**Aim of the exercise**
Reproduce every one of the following items verbatim, line for line, in the order given.

**Raw records**
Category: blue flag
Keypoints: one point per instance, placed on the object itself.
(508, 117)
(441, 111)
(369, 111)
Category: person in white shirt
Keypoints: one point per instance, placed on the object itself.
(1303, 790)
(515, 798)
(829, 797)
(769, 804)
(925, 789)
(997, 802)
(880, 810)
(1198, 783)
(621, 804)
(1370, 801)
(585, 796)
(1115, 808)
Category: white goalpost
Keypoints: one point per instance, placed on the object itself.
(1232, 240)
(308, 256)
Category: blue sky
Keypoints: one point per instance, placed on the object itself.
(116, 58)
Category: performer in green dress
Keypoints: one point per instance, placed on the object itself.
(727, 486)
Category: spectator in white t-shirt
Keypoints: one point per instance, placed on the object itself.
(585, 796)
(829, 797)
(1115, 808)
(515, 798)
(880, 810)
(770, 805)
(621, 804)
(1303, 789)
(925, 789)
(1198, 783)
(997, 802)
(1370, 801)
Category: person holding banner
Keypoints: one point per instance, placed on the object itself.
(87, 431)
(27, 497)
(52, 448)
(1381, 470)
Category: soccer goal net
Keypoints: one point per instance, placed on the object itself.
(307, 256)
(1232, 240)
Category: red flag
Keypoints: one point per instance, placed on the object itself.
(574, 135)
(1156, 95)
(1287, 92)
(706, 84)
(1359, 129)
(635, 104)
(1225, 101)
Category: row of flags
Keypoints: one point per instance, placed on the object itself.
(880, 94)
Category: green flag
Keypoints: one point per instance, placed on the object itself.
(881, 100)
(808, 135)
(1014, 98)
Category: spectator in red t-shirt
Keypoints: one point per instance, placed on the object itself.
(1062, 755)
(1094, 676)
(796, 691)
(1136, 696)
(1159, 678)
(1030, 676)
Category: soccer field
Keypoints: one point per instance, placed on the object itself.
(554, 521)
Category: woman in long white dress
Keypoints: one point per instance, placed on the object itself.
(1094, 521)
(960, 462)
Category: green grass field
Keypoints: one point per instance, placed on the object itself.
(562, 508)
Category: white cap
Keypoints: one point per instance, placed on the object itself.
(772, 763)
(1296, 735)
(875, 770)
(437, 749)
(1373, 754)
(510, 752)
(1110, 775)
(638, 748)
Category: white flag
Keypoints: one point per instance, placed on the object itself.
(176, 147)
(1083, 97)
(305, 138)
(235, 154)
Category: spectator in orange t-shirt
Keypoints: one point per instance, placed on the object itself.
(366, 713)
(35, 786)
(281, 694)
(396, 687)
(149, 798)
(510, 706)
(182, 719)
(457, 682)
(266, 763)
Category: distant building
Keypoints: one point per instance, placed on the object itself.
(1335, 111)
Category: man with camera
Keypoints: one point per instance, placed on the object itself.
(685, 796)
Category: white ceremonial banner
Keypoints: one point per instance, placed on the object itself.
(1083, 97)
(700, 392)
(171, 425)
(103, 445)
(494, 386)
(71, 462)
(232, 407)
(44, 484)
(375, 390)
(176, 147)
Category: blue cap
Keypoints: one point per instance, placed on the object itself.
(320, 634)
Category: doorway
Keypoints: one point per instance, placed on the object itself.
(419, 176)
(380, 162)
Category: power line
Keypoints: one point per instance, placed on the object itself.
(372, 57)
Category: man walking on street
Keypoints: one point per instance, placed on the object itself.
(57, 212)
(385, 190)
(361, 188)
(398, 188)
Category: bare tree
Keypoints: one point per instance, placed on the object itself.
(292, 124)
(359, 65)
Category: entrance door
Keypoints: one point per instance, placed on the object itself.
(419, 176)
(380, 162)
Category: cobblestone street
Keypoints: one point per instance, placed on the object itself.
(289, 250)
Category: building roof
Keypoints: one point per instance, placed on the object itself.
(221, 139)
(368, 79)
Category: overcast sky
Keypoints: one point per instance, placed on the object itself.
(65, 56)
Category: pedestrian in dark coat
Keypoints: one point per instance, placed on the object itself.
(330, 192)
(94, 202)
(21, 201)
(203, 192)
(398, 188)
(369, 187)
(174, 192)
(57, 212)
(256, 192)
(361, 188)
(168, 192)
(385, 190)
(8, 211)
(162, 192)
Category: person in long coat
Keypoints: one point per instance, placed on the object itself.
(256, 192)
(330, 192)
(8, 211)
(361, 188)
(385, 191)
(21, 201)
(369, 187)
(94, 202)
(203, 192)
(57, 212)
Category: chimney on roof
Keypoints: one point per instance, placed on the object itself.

**Completed exercise**
Category: blue flag
Keypoints: one point per instance, placed on the object itself.
(508, 117)
(441, 111)
(369, 111)
Category: person in white shirt
Keypoints: one point per instance, placed on the object itself.
(1303, 790)
(515, 798)
(829, 797)
(769, 804)
(925, 789)
(997, 802)
(880, 810)
(1198, 783)
(621, 804)
(1370, 801)
(585, 796)
(1115, 808)
Category: white goalpost
Keypoints: one point per instance, placed on the object itself.
(1232, 240)
(308, 256)
Category: blue sky
Keypoints: one point per instance, placed on the object itself.
(116, 58)
Category: performer in green dress
Keypoints: one point per instance, placed on the object itself.
(727, 486)
Category: spectator in white t-shirt
Keypoints: one point per instance, placed on the object itself.
(585, 796)
(829, 797)
(1115, 808)
(515, 798)
(880, 810)
(770, 805)
(621, 804)
(1303, 789)
(925, 789)
(1198, 783)
(997, 802)
(1370, 801)
Category: person holding banner
Keypoints: one point per instance, placed on the object itself.
(87, 431)
(27, 497)
(52, 448)
(1381, 470)
Category: soccer goal net
Keypoints: one point per instance, placed on the object itself.
(307, 256)
(1232, 240)
Category: red flag
Keypoints: one point per instance, placed on the object itself.
(574, 135)
(1156, 95)
(1287, 92)
(706, 84)
(1359, 129)
(635, 104)
(1225, 101)
Category: row of flags
Keypoints: one point per instance, placed on the object itself.
(880, 94)
Category: green flag
Keypoints: one point per instance, placed on the object itself.
(881, 100)
(808, 135)
(1014, 98)
Category: spectator in red t-shirt
Keypoints: one point per instance, placed on the object itself.
(1062, 755)
(1094, 676)
(796, 691)
(1136, 696)
(1159, 678)
(1030, 676)
Category: soccer field
Keypoints: one point per instance, placed on the object itself.
(554, 521)
Category: woman in long white dress
Keypoints: one point per instance, placed on the object itself.
(1094, 521)
(960, 462)
Category: green grass field
Keypoints: one point per instance, placed on the object itself.
(562, 508)
Category: white cap
Keypoints: one point per instance, placed on the object itself.
(772, 763)
(1296, 735)
(875, 770)
(437, 749)
(1373, 754)
(510, 752)
(1110, 775)
(638, 748)
Category: white flag
Keypoints: one point per instance, placed on the object itself.
(176, 147)
(1083, 97)
(305, 138)
(235, 154)
Category: spectator in orange t-shirt
Keypoints: one point per instance, placed on the object itself.
(366, 713)
(35, 786)
(281, 694)
(396, 687)
(149, 798)
(510, 706)
(182, 719)
(457, 682)
(266, 763)
Category: distant building
Keypoints: one point per instance, placed on the object itself.
(1335, 111)
Category: man with camera
Keypoints: one point per instance, placed on the object itself.
(685, 796)
Category: white ceremonial banner
Keypoints: one point per instance, placed on the object itself.
(1083, 97)
(700, 392)
(171, 425)
(103, 445)
(494, 386)
(71, 462)
(232, 407)
(44, 484)
(375, 390)
(176, 147)
Category: blue cap
Keypoints: one point per instance, placed on the object itself.
(320, 634)
Category: doorway
Keypoints: one point per instance, placed on the object itself.
(419, 176)
(380, 162)
Category: power line
Keypoints: one point per instance, placed on the object itself.
(372, 57)
Category: man walking on street
Keypoints: one point per instance, placed on the object itself.
(57, 212)
(385, 190)
(361, 188)
(398, 188)
Category: bare tree
Keypoints: one point per instance, placed on the object itself.
(292, 124)
(359, 65)
Category: entrance door
Keypoints: one point per instance, placed on the object itself.
(419, 176)
(380, 162)
Category: cobblestone street
Keypoints: one point per instance, placed on the object itself.
(289, 250)
Category: building roof
Keypoints: one point per instance, placed on the object itself.
(221, 139)
(368, 79)
Category: overcast sky
Keypoints: one point per instance, placed on the object itself.
(65, 56)
Category: pedestrian in dark coat
Keypoints: one point per instance, placed on the object itself.
(330, 192)
(94, 202)
(21, 201)
(203, 192)
(398, 188)
(369, 187)
(174, 192)
(57, 212)
(256, 192)
(361, 188)
(168, 192)
(385, 190)
(8, 211)
(162, 192)
Category: person in long coat
Keypoints: one point per instance, placed on the object itself.
(256, 192)
(330, 192)
(8, 211)
(361, 188)
(385, 191)
(21, 201)
(369, 187)
(94, 202)
(203, 192)
(57, 212)
Category: chimney on roof
Keypoints: one point per instance, placed on the object itself.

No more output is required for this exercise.